▸ TESTO DI LETTURA
Quando, il 27 gennaio del 1995,
“nasce” Alleanza Nazionale, cambiando il nome storico del Movimento sociale
italiano, «Rauti Giuseppe detto Pino» si era già preparato a dovere. L’idea che
si voltasse del tutto pagina, politicamente e anche nominalmente, proprio non
gli andava giù, come non piaceva ad altri sodali di partito, da Raffaele Bruno
a Silvio Vitale a Roberto Bigliardo: l’Msi non poteva sparire quasi senza colpo
ferire, cancellando di fatto il percorso iniziato con Almirante nel 1946 (per
chi aveva seguito Gianfranco Fini, ovviamente, non si cancellava un bel nulla,
casomai si doveva parlare di evoluzione).
Detto, fatto: un atto notarile
del 21 gennaio 1995 costituisce il «Movimento sociale italiano, nella
continuità del Movimento sociale italiano - Destra nazionale», a condizione che
al congresso di Fiuggi l’Msi di Fini avesse deliberato di sciogliere l’Msi o di
trasformarlo in un altro soggetto politico. «Continuità un fico secco, gli
eredi siamo noi, loro sono un partito nuovo» proclamano da Alleanza nazionale,
che per mettere le cose ben in chiaro piazza nel suo contrassegno – lo stesso
già usato alle elezioni del 1994, quando il Msi ufficialmente si chiamava
ancora così e si dovette creare un’associazione ad hoc – la fiamma tricolore ultima maniera (sia pure con la sigla
M.S.I bianca e non giallo-oro, sulla base rossa), giusto un po’ più piccola
rispetto al passato ma ben evidente. Quella fiamma, però, la vuole anche Rauti,
anzi, è convinto che spetti solo a lui e ai suoi: «Altro che cambio di nome, a
Fiuggi è stato sciolto illegittimamente l’Msi e chi ha seguito Fini ha aderito
ad An, che già c’era da un anno, quindi non possono rivendicare niente».
Tanto per
cambiare, si finisce in tribunale, ma prima bisogna votare (il 9 aprile) alle elezioni
suppletive di Padova – Emma Bonino è diventata commissario europeo e deve
lasciare la Camera – e un simbolo va comunque presentato. Rauti fa un tentativo
e fa depositare un emblema che richiami il più possibile quello del Msi: c’è
solo la fiamma con la base rossa e la sigla bianca (proprio la stessa di An),
inscritta perfettamente in un cerchio, tracciato in fretta a mina, con un
compasso. Manco a dirlo, il Ministero dell'interno boccia l’emblema, perché è
confondibile con quello di Alleanza nazionale visto che le fiamme sono uguali;
ci sono giusto 48 ore di tempo per presentare un altro emblema e salvare la partecipazione
alle elezioni.

▸ COMPITO BREVE 1
Secondo il testo sulla fiamma tricolore, in che data è stato firmato l'atto notarile che costituisce il «Movimento sociale italiano, nella continuità del Movimento sociale italiano - Destra nazionale»?
▸ COMPITO BREVE 2
Ricopia parola per parola il testo sulla fiamma tricolore, dalle parole "Quando, il 27" giù fino alle parole "parlare di evoluzione).".
▸ COMPITO BREVE 3
Nel testo sulla fiamma tricolore, per quale motivo il Ministero dell'interno boccia l'emblema fatto depositare da Rauti?
Le righe sono materiale a sé, distinto dal testo.

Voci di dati
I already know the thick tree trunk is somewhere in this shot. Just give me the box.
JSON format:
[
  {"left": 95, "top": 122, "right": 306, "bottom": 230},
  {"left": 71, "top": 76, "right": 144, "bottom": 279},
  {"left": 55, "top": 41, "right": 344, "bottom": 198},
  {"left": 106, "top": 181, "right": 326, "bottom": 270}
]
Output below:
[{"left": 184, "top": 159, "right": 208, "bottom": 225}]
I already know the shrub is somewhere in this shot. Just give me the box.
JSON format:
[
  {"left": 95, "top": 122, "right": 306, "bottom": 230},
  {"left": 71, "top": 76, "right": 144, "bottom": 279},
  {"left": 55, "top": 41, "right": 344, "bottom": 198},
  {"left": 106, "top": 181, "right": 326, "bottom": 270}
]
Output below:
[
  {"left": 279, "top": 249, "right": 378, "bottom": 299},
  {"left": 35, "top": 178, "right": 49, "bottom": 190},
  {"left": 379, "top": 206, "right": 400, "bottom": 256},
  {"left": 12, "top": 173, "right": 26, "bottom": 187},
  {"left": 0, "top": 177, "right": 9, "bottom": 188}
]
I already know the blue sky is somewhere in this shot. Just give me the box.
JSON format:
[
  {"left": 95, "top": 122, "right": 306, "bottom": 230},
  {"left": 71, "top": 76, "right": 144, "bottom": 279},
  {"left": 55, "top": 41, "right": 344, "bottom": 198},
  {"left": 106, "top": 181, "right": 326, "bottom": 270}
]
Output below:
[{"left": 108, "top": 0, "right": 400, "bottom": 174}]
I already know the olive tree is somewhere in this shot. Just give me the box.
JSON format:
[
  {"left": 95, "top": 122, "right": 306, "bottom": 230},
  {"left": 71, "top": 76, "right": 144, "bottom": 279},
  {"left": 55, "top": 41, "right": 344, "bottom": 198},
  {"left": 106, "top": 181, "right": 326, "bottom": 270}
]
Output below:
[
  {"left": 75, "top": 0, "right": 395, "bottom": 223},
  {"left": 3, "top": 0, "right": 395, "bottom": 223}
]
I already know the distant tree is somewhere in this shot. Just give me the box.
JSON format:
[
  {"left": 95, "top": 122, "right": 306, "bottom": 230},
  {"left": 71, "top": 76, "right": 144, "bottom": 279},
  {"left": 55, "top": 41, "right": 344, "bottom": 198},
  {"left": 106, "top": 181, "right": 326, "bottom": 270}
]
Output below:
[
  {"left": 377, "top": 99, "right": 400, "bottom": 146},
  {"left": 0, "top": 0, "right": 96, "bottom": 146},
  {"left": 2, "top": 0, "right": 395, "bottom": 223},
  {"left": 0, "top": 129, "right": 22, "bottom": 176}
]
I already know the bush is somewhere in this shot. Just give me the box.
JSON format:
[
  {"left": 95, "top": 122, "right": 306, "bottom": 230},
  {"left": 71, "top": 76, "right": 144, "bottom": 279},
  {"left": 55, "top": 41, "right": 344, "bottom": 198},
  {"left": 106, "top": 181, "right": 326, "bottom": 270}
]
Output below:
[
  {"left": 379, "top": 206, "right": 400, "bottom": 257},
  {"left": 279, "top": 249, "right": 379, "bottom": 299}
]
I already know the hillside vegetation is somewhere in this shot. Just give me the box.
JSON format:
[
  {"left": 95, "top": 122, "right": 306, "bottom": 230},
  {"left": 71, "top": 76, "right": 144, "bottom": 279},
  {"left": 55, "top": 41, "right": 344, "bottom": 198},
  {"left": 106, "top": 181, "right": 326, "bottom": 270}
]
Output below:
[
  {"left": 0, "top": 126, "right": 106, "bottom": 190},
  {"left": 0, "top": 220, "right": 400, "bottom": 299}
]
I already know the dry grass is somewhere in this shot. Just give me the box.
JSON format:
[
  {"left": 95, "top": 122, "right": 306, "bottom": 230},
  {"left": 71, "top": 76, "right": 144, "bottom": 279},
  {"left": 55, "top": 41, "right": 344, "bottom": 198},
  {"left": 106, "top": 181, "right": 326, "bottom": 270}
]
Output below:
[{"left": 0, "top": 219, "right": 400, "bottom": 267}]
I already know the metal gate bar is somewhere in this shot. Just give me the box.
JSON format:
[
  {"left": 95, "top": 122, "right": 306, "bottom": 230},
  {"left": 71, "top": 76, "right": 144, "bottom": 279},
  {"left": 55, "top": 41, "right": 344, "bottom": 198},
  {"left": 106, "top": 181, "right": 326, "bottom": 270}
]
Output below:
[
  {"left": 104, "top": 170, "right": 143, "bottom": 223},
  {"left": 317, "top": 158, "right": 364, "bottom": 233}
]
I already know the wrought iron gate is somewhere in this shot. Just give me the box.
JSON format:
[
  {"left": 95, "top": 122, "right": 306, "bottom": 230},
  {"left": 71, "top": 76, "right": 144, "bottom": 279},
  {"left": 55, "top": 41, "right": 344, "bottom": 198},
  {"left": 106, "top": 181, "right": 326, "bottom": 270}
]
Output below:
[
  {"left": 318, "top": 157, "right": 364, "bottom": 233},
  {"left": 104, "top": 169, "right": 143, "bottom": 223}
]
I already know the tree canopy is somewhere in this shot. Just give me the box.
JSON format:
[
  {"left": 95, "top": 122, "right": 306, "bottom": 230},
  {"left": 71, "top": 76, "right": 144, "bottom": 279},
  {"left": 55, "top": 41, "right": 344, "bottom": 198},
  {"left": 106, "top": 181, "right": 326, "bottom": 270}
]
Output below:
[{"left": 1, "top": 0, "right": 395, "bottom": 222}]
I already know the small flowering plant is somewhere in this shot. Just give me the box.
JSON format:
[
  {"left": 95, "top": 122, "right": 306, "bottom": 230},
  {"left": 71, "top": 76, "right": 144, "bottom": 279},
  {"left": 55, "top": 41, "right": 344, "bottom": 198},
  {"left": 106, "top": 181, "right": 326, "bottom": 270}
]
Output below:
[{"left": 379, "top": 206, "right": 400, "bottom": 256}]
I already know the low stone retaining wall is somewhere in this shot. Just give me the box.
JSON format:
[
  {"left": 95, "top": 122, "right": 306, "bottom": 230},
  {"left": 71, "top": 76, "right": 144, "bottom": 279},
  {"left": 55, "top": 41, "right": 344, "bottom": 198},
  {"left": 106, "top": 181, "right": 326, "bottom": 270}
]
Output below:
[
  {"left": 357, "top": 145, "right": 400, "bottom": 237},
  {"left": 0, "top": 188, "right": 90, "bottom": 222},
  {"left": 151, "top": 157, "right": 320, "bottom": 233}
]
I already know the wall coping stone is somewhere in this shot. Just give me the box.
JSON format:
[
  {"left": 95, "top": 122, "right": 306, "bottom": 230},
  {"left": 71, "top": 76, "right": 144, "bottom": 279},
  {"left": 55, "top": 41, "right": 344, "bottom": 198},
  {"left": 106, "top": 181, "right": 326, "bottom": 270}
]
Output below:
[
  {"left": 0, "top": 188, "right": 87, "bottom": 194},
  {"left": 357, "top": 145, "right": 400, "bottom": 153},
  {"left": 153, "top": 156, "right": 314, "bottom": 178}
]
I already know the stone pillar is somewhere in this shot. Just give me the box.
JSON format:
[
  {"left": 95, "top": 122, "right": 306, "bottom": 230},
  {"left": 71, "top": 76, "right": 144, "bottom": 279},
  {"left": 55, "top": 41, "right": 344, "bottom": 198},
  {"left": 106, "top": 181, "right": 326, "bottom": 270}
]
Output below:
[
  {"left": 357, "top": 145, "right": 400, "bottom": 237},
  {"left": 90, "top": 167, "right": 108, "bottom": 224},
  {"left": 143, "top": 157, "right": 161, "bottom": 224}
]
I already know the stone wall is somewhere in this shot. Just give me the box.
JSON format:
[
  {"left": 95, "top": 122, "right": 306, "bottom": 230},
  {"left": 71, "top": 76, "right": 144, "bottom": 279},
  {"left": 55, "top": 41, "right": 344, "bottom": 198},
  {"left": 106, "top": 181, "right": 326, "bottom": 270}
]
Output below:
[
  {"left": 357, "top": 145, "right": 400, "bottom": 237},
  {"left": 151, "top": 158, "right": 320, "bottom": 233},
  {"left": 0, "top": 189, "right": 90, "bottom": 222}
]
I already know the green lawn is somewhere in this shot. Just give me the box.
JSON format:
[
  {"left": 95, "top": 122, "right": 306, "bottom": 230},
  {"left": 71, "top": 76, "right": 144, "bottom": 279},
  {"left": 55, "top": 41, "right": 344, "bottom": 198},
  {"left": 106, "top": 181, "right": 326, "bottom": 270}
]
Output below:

▸ RISULTATO ESERCIZIO 1
Il 21 gennaio 1995.

▸ RISULTATO ESERCIZIO 2
Quando, il 27 gennaio del 1995,
“nasce” Alleanza Nazionale, cambiando il nome storico del Movimento sociale
italiano, «Rauti Giuseppe detto Pino» si era già preparato a dovere. L’idea che
si voltasse del tutto pagina, politicamente e anche nominalmente, proprio non
gli andava giù, come non piaceva ad altri sodali di partito, da Raffaele Bruno
a Silvio Vitale a Roberto Bigliardo: l’Msi non poteva sparire quasi senza colpo
ferire, cancellando di fatto il percorso iniziato con Almirante nel 1946 (per
chi aveva seguito Gianfranco Fini, ovviamente, non si cancellava un bel nulla,
casomai si doveva parlare di evoluzione).

▸ RISULTATO ESERCIZIO 3
Lo boccia perché l'emblema è confondibile con quello di Alleanza nazionale, dato che le fiamme sono uguali.